J’ai eu la chance de recevoir énormément d’amour après ma décision. Mes parents m’ont toujours accompagnée et ne souhaitaient que mon bonheur. Bien sûr, cela leur a pris un peu de temps pour accepter le fait que leur petit garçon allait devenir une fille. Ils ont fait très vite l’effort de m’appeler par mon nouveau prénom et de me genrer correctement afin de ne pas me mettre mal à l’aise. J’ai remarqué que le temps d’adaptation suivait le temps de transition physique. Plus je ressemblais à une femme, plus c’était facile pour eux. Pour le reste de ma famille, les conditions de l’annonce ont été un peu plus compliquées, car j’ai fait une tentative de suicide à cause de ma transition qui n’avançait pas. Ils l’ont donc découvert quand j’étais sur un lit d’hôpital et que j’ai dû expliquer ma situation. Encore une fois, j’ai eu énormément de chance d’avoir reçu beaucoup d’amour de la part de tout le monde, que ce soit ma famille, mes amis, et même des personnes que je ne connaissais pas. Pendant ma scolarité toutefois, ça a été compliqué avec certains professeurs et proviseurs qui refusaient de m’appeler par mon nouveau prénom.

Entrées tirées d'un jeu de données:
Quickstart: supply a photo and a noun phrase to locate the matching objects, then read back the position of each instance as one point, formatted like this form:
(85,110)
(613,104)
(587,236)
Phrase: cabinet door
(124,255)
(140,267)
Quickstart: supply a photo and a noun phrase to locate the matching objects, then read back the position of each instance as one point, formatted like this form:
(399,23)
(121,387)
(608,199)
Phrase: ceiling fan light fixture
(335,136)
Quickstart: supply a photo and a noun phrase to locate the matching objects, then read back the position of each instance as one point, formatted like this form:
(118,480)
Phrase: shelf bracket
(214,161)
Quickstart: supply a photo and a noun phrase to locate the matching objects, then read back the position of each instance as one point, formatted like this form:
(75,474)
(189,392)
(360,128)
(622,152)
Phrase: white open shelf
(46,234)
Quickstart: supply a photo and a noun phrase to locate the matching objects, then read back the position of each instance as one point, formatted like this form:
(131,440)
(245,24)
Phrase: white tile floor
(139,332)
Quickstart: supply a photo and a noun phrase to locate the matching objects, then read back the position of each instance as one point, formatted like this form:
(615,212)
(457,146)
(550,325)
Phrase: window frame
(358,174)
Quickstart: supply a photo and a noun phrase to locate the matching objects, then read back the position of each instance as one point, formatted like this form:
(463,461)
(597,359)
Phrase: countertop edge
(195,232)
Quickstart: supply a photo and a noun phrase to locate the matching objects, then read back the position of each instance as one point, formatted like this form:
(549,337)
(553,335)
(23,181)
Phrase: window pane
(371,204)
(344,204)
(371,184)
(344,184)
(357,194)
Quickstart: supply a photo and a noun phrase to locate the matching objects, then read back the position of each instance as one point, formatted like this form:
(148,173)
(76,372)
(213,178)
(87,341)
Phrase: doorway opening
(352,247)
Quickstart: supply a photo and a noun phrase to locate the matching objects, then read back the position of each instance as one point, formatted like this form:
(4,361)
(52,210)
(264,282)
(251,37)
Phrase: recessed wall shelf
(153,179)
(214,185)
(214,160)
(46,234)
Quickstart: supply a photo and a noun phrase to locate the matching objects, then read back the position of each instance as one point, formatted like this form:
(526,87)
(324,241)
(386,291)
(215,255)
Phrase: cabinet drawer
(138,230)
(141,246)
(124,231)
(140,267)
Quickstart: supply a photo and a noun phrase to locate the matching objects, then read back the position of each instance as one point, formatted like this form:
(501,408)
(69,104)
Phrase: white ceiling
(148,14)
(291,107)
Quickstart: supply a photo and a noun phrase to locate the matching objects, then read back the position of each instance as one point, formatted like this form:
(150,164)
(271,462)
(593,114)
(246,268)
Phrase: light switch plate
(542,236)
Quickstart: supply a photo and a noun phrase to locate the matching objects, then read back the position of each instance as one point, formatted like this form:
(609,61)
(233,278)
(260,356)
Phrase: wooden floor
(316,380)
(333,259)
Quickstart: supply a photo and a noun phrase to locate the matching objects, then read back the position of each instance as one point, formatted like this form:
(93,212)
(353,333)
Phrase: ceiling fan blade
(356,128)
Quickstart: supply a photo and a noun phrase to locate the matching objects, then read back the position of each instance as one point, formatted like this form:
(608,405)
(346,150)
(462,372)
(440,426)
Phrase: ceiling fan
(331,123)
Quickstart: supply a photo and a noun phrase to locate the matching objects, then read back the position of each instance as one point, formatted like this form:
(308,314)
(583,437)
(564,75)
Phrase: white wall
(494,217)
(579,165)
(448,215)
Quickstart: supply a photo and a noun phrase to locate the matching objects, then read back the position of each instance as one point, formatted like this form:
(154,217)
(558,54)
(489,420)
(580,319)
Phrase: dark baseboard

§ **TÂCHE DEMANDÉE A**
Répondez aux questions suivantes d'après le témoignage sur la transition.
(i) Quels efforts les parents ont-ils faits très vite ?
(ii) Dans quelles circonstances le reste de la famille a-t-il appris la situation ?
(iii) Qui refusait d'employer le nouveau prénom pendant la scolarité ?
§ **TÂCHE DEMANDÉE B**
Poursuivez le témoignage sur la transition à partir de sa dernière phrase.
Ces entrées proviennent d'une autre source que le témoignage.

§ **RÉPONSE A**
(i) Ils ont fait l'effort d'employer le nouveau prénom et de genrer correctement leur enfant pour ne pas le mettre mal à l'aise.
(ii) Le reste de la famille l'a découvert à l'hôpital, après une tentative de suicide liée à une transition qui n'avançait pas.
(iii) Certains professeurs et proviseurs refusaient de l'employer.

§ **RÉPONSE B**
Si ce n’est pas indiscret, comment t’appelais-tu avant ?
Ça, en revanche, je ne le dirai pas. Je trouve que c’est de la curiosité malsaine et que ça n’apporte rien. En plus de ça, c’est un prénom que je n’apprécie pas et qui me rappelle de mauvais souvenirs.
Excuse-moi, je ne voulais pas être indiscret. Ça me permet de te poser la question : quelles sont les phrases que tu ne veux plus entendre en 2023 ?
Par exemple, les remarques comme : “Woah, c’est vraiment bien fait !” ou alors “On ne dirait vraiment pas que t’étais un mec !” Même chose pour mon ancien prénom. Le plus souvent, c’est rattaché à beaucoup de souffrance et ce n’est pas quelque chose que je souhaite me rappeler. Je n’ai pas fait tout ce chemin, tous ces combats, pour retourner en arrière. Après, je sais que le plus souvent, ça ne part pas d’un mauvais fond.
Aujourd’hui, à quel stade de ta transition en es-tu ?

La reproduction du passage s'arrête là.